#### The problem:
Where a line has odd spacing or punctuation, keep it; transcribe all the entries exactly.
.....
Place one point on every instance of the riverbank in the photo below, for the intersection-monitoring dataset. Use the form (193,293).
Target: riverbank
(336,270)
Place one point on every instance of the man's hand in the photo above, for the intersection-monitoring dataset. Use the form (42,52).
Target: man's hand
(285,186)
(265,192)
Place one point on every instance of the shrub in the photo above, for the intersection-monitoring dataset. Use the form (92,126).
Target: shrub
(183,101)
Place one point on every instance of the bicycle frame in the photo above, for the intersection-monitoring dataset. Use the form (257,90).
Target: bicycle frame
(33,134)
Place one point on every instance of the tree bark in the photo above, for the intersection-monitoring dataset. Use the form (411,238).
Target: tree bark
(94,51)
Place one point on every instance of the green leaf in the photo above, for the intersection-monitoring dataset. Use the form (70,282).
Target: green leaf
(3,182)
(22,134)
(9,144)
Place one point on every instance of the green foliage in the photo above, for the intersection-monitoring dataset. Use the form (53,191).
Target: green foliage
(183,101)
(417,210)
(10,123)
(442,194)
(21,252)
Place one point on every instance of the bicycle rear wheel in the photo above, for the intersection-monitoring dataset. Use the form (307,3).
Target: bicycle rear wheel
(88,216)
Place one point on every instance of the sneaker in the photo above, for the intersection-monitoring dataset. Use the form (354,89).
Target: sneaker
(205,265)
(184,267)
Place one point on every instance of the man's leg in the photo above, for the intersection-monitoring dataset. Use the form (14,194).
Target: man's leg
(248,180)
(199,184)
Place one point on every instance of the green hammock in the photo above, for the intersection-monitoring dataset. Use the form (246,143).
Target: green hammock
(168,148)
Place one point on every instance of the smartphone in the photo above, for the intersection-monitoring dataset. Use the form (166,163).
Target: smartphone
.....
#### Response area:
Place one point on every instance of the riverbank in the photo below, for the intersection-monitoring dataset. Use the form (193,293).
Target: riverbank
(336,270)
Place one point on every instance of the man's hand in the photo above, for the intersection-monitoring dataset. Use the form (42,52).
Target: man's hand
(285,186)
(265,192)
Place one point on every instance of the shrub in the photo above, for the intersection-monitoring dataset. Use the form (92,126).
Target: shrub
(183,101)
Place one point on every instance of the bicycle frame in the photo above, for the intersection-monitoring dataset. Use the form (257,90).
Target: bicycle frame
(33,134)
Place one point on every instance of the tree bark in the photo above, for the intersection-monitoring dataset. Use the form (411,238).
Target: tree bark
(94,51)
Place one point on every instance of the green leaf in the photo above, for the intersection-monitoring dataset. Use the form (70,282).
Target: green leaf
(3,182)
(22,134)
(9,144)
Place one point on every instance of the green foliage in the photo above, for the intersection-monitoring dataset. Use the form (53,191).
Target: green foliage
(183,101)
(417,210)
(10,123)
(442,194)
(21,252)
Place one point on every instance of the bicycle rear wheel in the photo above, for the intersection-monitoring dataset. Use the form (307,3).
Target: bicycle rear wheel
(88,216)
Place one point on every instance of the sneaker in the photo above, for the intersection-monitoring dataset. Use the form (354,89).
Target: sneaker
(205,265)
(184,267)
Place one point on every instance of the man's leg in the photo above, for the intersection-monitoring dataset. Use the form (14,194).
Target: man's leg
(248,180)
(199,184)
Place one point on every instance of the green hammock in the photo above, for the intersection-monitoring dataset. Use the form (246,143).
Target: green hammock
(168,148)
Place one point on every instance of the smartphone in the photo above, for the intersection-monitoring dataset. Use the form (166,163).
Target: smartphone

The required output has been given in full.